▶ Provided information:
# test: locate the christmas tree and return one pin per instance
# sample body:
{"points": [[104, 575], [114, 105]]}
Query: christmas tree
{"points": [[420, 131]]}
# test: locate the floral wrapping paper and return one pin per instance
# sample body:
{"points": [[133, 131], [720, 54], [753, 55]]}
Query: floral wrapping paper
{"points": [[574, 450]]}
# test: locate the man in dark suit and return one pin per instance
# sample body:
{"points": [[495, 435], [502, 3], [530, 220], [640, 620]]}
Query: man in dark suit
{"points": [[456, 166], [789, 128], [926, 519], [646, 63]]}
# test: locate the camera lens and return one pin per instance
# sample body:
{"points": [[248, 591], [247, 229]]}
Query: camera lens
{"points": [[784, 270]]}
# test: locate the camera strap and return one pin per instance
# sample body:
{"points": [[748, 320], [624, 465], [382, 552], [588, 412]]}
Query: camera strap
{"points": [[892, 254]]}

▶ Exercise goal: Please reproduce the rows verbatim, starting at the line containing "# test: locate the camera lens" and continuing through the final line of the rows, with both ends included.

▶ Output for this exercise:
# test: locate the camera lens and return one pin per instance
# sample body:
{"points": [[248, 591], [247, 229]]}
Query: camera lens
{"points": [[784, 270]]}
# test: locate the camera strap and return one pin per instance
# sample body:
{"points": [[748, 320], [624, 465], [382, 552], [588, 412]]}
Query: camera strap
{"points": [[892, 254]]}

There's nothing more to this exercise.